__Document text__:
Table 1. Basic performance parameters of recent research advances in gyro-TWT.

ID	Type of Gyro-TWT	Frequency (GHz)	Power (kW)	Efficiency (%)	Gain (dB)	Bandwidth (GHz)
Ref. [5]	helically corrugated circuit	96	3 kW (CW)	15	54	2.5
Ref. [6]	periodic-dielectric-loaded circuit	93	>60	>10.06	32	8
Ref. [7]	confocal waveguide circuit	140	0.82	0.8	34	0.8
Ref. [8]	photonic-band-gap circuit	250	0.045	0.43	38	8
Ref. [9]	lossy circuit	220	>10 (simulation)	>5.7	>60	18
Ref. [10]	helically corrugated circuit (frequency doubler)	263	0.25 (simulation)	2.5	>40	17.5
Ref. [11]	lossy circuit	Ka/V band	375/150 (simulation)	26.7/10.7	71/35	3.8/1.7
Ref. [12]	lossy circuit	Ku/Ka band	238/158 (simulation)	30.9/25.1	45.5/50.4	1.5/2.5

, we list the basic performance parameters of recent research advances in gyro-TWTs. Amon them, ref. [5] reported a W-band second electron cyclotron harmonic helically corrugated waveguide (HCW) gyro-TWT with a continuous-wave (CW) output power of over 3 kW, a bandwidth of 2.5 GHz, an efficiency of 15%, and a gain of 54 dB. Meanwhile, a W-band broadband TE₀₂ gyro-TWT with a periodic-dielectric-loaded (PDL) circuit is proposed in [6], which can achieve an output power of over 60 kW, a bandwidth of 8 GHz, and a saturated gain of 32 dB. It can be seen that harmonic interaction and higher-order mode operation are effective ways to ensure that the interaction structure and the electron channel have a large enough space. But, to some extent, that can also increase the mode competition. For increasing the power capacity and suppressing the mode competition, quasi-optical confocal and photonic-band-gap (PBG) circuits are proposed [7,8]. A 140 GHz confocal gyro-TWT was measured in 2009, and it can produce a peak power over 820 W with a −3 dB bandwidth of 0.8 GHz [7]. In addition, a 250 GHz PBG gyro-TWT was also designed and tested in 2013, with a short pulse of 260 ps, a gain of 38 dB, and an instantaneous bandwidth of 8 GHz [8]. Meanwhile, a G-band TE₀₁ gyro-TWT with a traditional lossy circuit is reported in [9], and a particle-in-cell (PIC) simulation shows that it can achieve a saturated output power of over 10 kW and a bandwidth of 18 GHz. But, another challenge in the development of gyro-TWTs for sub-terahertz and terahertz bands is the shortage of pre-stage drive sources. To solve this problem, a sub-THz frequency-doubling gyro-TWT (FD-GTWT) is presented in [10], which shows for a 10 mW driving signal at 131.5 GHz an RF output power of 250 W at 263 GHz and a gain of >40 dB over a bandwidth of 17.5 GHz [10]. In this way, the shortage of pre-stage drive sources can be effectively alleviated.

Lines of data:
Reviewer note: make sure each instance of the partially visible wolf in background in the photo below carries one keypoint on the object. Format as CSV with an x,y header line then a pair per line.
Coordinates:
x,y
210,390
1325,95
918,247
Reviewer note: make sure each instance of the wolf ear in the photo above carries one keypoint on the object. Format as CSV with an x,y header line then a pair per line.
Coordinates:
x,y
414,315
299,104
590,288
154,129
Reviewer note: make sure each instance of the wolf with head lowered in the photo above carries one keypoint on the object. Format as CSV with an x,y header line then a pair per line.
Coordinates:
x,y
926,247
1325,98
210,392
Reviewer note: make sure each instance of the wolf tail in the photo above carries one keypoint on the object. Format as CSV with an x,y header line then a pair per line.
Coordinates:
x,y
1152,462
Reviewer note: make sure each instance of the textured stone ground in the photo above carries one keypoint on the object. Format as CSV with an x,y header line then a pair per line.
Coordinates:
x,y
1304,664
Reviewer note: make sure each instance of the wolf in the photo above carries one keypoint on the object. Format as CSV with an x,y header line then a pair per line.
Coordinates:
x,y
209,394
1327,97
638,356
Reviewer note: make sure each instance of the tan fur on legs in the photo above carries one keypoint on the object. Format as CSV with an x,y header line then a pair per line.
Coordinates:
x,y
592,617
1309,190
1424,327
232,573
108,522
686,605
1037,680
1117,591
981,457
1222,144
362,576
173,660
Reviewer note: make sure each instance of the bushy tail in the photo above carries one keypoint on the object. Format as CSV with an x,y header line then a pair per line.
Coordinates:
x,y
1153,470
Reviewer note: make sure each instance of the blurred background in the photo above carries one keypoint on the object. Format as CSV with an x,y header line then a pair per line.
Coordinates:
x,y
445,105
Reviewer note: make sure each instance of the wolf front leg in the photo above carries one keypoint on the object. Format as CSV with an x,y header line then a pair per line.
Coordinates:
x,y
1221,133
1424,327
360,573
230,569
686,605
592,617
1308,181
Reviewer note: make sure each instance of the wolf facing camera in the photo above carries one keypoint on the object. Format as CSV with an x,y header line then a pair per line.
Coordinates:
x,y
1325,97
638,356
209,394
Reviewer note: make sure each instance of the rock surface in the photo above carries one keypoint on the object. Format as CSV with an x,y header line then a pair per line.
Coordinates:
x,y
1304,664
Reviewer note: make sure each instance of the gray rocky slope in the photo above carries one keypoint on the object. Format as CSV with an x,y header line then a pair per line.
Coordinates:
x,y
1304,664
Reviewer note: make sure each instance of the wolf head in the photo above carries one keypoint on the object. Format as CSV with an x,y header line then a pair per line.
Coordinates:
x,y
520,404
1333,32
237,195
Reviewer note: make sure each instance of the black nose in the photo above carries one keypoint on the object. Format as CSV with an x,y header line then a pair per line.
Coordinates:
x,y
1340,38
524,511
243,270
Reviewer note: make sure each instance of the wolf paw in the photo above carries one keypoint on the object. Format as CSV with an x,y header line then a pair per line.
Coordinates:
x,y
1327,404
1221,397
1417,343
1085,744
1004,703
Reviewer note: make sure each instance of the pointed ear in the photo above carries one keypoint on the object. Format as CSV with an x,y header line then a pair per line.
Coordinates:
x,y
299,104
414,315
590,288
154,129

__What this exercise asks__:
a - Using the gyro-TWT passage, decide whether each statement agrees with it, answering yes or no and quoting the deciding words: (i) The 140 GHz confocal gyro-TWT was measured in 2009. (ii) The G-band TE₀₁ gyro-TWT reported in [9] uses a periodic-dielectric-loaded circuit. (iii) The 250 GHz PBG gyro-TWT was tested with a short pulse of 260 ps.
b - Output everything in the entries from the line containing "Reviewer note: make sure each instance of the pointed" down to the last line of the entries, unchanged.

__Written responses__:
a -
(i) Yes: "A 140 GHz confocal gyro-TWT was measured in 2009"
(ii) No: "a G-band TE₀₁ gyro-TWT with a traditional lossy circuit is reported in [9]"
(iii) Yes: "a 250 GHz PBG gyro-TWT was also designed and tested in 2013, with a short pulse of 260 ps"

b -
Reviewer note: make sure each instance of the pointed ear in the photo above carries one keypoint on the object. Format as CSV with an x,y header line then a pair per line.
Coordinates:
x,y
299,104
414,315
590,288
154,129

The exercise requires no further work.